Recorded information =
Start
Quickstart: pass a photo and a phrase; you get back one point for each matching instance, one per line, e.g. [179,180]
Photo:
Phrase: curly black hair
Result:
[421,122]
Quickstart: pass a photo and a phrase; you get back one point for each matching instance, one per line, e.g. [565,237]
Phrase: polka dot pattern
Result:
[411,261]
End
Start
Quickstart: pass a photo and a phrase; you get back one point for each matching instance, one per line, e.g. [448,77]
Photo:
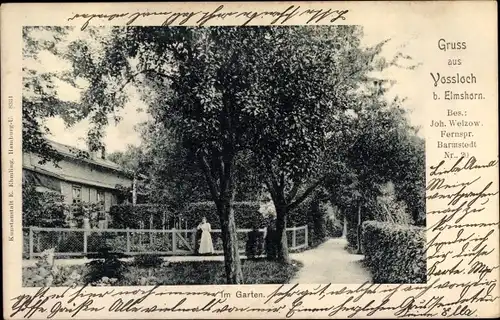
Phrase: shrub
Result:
End
Work to be completed = Collect every line in the items above that contains the word "Quickstart".

Output for this exercise =
Quickstart: pass a photo and a phrase; you get back one point for each matching instance, one per line, e.g. [179,180]
Quickstart: pass a photo and a phrase; you get back one point for each matching instance, one per line, e.g. [565,237]
Quickstart: pass a photo and a phrase; you get back one point for each matching instance, one per line, e.g. [448,77]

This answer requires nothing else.